→ Excerpt provided:
-------

Olympic Gold Medalist and Hall of Famer Anne Donovan passed away on Wednesday from heart failure. Donovan was the first woman to coach a WNBA Championship team — the Seattle Storm in 2004.

Olympics Previews - Day -1
Basketball icon Anne Donovan, serving as head coach of the USA Basketball Women’s National Team, speaking at a press conference on August 7, 2008 ahead of the Olympic Games in Beijing.
Photo by Jeff Gross/Getty Images

The women’s basketball world has lost an icon in Anne Donovan, who died yesterday at 56. Donovan, who stood 6-foot-8, was a two-time Olympic gold medalist and Hall of Famer enshrined in the Naismith Basketball Hall of Fame, the Women’s Basketball Hall of Fame and the FIBA Hall of Fame.

In the 1970’s, Donovan was one of the highest recruited female basketball players from out of Paramus Catholic High School in New Jersey. Donovan attended the Women's Basketball Hall of Fame this past weekend in celebration of her Paramus Catholic High School coach, Dr. Rose Marie Battaglia, who was inducted with the 2018 class.

-------

→ Data lines:
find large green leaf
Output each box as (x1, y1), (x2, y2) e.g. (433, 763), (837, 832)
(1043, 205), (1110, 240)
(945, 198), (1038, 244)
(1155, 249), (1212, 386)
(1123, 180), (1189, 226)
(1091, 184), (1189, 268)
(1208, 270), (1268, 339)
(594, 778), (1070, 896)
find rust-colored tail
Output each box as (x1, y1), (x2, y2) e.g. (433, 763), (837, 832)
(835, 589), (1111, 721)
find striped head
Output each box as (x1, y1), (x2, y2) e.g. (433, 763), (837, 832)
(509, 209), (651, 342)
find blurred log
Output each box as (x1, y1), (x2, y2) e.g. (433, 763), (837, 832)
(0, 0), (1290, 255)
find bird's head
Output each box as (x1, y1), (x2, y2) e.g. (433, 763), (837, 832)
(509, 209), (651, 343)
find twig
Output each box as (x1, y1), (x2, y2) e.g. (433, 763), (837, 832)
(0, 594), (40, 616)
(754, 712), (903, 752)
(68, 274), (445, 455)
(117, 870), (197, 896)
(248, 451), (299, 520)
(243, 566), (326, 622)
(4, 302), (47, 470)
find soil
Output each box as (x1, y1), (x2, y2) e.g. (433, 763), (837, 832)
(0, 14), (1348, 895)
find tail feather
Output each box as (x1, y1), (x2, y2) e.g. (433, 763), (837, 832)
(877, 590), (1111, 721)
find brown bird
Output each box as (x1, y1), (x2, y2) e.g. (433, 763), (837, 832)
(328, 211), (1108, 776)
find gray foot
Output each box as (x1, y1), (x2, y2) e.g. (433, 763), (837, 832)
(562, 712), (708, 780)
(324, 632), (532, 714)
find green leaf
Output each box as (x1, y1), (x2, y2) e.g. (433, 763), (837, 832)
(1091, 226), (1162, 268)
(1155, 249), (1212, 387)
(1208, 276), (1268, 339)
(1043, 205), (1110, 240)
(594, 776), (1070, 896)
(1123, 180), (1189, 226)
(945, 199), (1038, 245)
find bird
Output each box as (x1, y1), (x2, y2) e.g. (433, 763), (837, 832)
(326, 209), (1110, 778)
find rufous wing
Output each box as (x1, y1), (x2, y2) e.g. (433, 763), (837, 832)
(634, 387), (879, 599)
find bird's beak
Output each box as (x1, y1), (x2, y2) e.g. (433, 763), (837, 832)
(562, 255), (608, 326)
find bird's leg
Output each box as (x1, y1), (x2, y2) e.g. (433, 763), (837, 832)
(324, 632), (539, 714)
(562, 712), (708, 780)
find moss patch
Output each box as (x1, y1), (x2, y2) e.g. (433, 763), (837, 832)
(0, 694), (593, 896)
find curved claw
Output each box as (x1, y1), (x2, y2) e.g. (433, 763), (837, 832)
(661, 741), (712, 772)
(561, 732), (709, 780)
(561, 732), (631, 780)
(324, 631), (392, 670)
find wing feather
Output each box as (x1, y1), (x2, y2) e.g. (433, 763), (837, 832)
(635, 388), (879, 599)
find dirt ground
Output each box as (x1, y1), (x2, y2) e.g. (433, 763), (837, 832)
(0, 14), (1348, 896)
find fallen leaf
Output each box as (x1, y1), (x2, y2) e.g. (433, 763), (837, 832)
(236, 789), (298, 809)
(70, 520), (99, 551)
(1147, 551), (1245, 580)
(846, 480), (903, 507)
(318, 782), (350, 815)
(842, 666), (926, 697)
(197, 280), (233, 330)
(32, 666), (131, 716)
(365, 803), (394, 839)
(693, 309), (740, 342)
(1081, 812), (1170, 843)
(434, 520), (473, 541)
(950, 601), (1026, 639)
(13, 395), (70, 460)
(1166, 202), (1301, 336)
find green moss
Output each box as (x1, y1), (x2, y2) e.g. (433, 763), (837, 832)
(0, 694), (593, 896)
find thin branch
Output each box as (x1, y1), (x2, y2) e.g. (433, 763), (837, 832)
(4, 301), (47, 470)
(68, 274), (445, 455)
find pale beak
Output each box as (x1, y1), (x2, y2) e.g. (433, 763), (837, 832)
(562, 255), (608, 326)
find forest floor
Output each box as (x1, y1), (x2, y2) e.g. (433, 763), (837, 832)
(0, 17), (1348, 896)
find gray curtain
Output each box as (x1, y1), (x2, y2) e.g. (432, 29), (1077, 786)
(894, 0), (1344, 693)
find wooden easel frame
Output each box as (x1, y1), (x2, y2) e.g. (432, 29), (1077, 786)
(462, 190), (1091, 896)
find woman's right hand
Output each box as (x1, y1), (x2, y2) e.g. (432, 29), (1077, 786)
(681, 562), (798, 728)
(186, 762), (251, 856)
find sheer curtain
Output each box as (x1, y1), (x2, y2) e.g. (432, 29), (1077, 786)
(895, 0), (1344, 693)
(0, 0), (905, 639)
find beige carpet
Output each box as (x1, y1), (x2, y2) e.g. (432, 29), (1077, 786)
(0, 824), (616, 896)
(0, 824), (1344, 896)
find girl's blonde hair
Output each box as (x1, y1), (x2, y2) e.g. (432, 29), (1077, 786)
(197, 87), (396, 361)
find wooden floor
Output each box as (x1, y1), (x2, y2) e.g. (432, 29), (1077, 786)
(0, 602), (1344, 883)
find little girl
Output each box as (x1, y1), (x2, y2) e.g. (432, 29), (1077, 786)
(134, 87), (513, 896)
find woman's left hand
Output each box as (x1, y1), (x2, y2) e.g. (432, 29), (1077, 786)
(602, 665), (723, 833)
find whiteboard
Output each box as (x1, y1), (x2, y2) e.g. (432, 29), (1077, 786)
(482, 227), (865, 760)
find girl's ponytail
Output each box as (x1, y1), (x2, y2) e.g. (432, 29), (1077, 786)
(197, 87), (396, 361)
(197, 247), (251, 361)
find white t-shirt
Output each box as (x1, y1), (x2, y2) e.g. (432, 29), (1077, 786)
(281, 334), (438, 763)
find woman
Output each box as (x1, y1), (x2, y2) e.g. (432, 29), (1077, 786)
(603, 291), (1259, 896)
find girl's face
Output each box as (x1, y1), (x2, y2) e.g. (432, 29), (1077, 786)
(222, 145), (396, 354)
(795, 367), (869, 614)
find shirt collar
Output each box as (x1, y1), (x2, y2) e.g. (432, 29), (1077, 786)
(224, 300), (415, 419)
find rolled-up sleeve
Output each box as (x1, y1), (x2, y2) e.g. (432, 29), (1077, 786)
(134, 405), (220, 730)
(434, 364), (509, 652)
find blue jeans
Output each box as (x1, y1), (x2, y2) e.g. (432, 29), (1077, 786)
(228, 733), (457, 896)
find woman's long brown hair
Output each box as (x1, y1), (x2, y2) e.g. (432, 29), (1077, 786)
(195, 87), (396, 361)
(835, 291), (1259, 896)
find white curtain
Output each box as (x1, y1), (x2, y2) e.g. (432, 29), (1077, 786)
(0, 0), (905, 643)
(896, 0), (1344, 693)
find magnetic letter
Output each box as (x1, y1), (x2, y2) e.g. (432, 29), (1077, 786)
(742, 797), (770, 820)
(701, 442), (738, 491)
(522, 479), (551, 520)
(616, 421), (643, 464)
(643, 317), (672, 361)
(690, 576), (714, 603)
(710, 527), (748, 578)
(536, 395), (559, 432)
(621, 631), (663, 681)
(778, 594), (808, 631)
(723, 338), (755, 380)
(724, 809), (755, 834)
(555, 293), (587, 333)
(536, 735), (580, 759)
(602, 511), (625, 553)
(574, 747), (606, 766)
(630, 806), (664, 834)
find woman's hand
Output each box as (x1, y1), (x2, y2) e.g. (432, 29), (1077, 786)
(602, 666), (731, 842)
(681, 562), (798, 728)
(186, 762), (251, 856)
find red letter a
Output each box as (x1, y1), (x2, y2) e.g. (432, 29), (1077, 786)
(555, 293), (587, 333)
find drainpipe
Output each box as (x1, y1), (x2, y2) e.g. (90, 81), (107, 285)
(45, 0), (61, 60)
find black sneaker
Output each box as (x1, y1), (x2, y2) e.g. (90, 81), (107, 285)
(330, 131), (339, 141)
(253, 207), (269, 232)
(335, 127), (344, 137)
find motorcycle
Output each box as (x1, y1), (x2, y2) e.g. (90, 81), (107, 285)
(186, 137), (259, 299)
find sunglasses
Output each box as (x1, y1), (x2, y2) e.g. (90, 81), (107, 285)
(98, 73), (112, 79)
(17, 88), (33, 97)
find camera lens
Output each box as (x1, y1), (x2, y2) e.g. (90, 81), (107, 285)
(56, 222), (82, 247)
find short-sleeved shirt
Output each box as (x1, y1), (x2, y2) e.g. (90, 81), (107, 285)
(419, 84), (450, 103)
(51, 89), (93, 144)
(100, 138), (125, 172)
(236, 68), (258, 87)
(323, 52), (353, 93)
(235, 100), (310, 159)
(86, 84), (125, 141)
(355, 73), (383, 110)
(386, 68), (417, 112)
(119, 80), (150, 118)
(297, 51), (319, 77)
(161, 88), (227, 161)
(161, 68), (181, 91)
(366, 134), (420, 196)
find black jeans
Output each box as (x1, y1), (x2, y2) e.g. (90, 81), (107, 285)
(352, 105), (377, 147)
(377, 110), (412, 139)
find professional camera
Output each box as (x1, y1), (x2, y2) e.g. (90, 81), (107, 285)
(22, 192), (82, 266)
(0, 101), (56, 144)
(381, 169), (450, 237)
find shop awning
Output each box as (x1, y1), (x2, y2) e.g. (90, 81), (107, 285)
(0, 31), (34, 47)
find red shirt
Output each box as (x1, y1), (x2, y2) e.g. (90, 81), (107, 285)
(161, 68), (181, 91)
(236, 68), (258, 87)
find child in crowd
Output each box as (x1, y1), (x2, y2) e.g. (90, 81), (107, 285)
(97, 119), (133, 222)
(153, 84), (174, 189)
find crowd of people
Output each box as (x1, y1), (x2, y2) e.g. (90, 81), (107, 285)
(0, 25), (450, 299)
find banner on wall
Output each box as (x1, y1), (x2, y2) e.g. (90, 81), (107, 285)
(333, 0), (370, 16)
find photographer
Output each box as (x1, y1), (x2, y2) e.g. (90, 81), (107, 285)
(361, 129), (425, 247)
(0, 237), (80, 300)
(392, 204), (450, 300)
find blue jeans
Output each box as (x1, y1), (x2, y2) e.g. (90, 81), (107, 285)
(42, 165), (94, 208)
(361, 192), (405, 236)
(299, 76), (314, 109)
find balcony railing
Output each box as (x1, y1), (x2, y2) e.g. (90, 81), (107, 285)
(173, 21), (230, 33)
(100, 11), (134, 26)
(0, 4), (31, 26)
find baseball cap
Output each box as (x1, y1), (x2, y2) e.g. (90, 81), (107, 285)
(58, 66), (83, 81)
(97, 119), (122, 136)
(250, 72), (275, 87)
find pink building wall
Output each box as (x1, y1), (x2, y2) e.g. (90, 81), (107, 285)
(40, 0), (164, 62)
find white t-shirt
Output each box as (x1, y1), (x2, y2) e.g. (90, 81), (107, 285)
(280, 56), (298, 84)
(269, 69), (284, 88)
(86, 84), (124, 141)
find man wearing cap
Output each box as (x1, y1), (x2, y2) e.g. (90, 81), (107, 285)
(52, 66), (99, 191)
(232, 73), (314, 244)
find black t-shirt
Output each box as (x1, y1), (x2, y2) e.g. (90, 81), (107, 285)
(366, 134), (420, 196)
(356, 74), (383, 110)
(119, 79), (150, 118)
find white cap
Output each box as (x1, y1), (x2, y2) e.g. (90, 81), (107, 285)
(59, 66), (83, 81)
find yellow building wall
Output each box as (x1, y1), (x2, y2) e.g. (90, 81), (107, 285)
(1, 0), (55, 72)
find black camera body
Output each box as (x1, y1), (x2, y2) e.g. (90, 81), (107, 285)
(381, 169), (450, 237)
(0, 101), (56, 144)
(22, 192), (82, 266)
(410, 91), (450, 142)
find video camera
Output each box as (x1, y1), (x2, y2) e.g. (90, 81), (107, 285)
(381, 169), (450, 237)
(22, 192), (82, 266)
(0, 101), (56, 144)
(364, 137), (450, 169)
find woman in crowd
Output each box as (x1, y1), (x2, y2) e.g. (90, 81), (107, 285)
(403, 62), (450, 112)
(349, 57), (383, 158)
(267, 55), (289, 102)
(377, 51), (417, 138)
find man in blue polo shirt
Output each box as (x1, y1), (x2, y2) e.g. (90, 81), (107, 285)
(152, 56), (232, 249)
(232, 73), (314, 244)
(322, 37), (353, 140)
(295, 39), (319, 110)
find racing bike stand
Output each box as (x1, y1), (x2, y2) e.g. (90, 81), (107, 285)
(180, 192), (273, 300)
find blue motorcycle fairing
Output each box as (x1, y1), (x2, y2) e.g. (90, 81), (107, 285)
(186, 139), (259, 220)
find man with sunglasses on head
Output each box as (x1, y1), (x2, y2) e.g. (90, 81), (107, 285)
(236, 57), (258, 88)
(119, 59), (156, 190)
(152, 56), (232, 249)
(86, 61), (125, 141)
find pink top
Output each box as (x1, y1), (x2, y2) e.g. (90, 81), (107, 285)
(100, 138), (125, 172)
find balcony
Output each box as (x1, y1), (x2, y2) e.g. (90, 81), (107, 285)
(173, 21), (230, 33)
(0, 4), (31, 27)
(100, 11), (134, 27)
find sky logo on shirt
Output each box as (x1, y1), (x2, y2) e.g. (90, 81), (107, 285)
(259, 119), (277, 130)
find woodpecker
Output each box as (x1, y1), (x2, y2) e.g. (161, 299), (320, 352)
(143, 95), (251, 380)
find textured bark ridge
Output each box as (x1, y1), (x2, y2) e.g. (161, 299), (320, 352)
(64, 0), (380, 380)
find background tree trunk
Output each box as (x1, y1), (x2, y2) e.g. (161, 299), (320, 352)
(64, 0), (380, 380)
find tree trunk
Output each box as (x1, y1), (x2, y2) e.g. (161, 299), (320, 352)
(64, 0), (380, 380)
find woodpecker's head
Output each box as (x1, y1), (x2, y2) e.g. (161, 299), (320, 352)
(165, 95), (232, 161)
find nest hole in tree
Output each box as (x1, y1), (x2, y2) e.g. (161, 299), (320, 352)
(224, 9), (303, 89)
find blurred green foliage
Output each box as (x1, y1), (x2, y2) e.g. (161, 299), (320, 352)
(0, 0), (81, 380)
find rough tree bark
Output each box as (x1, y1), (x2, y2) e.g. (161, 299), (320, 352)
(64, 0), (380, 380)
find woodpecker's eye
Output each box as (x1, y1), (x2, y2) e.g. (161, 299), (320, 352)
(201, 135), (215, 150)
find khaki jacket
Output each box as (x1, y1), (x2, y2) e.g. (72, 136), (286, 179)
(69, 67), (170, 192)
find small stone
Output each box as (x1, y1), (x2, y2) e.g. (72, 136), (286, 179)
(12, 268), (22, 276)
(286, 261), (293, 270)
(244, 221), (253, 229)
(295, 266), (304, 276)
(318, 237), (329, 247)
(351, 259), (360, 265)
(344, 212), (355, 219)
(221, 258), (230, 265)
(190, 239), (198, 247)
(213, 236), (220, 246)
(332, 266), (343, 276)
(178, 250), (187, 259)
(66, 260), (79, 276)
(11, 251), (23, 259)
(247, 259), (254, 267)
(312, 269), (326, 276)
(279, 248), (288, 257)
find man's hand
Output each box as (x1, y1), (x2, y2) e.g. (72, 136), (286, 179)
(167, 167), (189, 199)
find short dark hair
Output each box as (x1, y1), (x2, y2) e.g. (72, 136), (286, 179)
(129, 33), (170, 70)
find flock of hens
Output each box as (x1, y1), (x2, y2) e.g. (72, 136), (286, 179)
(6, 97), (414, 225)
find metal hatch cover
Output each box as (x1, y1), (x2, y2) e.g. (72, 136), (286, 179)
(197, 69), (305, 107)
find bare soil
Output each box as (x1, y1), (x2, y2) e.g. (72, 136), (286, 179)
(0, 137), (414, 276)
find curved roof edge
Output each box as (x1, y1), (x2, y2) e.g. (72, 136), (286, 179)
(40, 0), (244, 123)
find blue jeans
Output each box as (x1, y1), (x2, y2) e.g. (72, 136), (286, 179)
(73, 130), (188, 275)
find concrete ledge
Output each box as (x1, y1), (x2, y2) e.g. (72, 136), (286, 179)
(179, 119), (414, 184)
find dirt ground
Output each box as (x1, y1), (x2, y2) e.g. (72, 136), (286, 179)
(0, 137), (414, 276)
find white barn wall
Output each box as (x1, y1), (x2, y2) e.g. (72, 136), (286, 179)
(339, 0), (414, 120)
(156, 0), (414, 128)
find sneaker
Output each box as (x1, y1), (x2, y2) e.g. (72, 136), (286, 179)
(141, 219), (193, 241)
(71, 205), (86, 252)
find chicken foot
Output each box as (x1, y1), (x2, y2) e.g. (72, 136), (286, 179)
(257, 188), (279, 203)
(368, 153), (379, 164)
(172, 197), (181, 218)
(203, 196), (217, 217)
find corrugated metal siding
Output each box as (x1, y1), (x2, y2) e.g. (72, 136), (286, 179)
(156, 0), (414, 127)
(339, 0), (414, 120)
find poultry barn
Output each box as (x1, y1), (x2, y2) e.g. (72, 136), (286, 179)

-------

→ Exercise requirements:
(a) In the text about Anne Donovan, what team did she lead to a WNBA Championship in 2004?
(b) Write out the Anne Donovan text again, beginning at the words "Olympics Previews - Day" and stopping after "Games in Beijing.", and put "media session" in place of "press conference".
(c) Carry the text about Anne Donovan forward from its last sentence.

→ Per-task answers:
(a) The Seattle Storm.

(b)
Olympics Previews - Day -1
Basketball icon Anne Donovan, serving as head coach of the USA Basketball Women’s National Team, speaking at a media session on August 7, 2008 ahead of the Olympic Games in Beijing.

(c)
Donovan accepted a scholarship from Old Dominion University where she played with women’s basketball star Nancy Lieberman. “She was an icon as a human being,“ former teammate and friend, Lieberman, said about Donovan’s untimely passing.

After her playing career, Donovan embarked on a successful coaching career that started as an assistant coach at her alma mater, ODU. She continued on as a head coach for East Carolina and Seton Hall at the collegiate level, the now defunct Philadelphia Rage and for several years in the WNBA with the Indiana Fever, Charlotte Sting, Seattle Storm, New York Liberty and Connecticut Sun.

Donovan was the first woman to coach a WNBA Championship team with the Seattle Storm in 2004. She retired from coaching in 2015.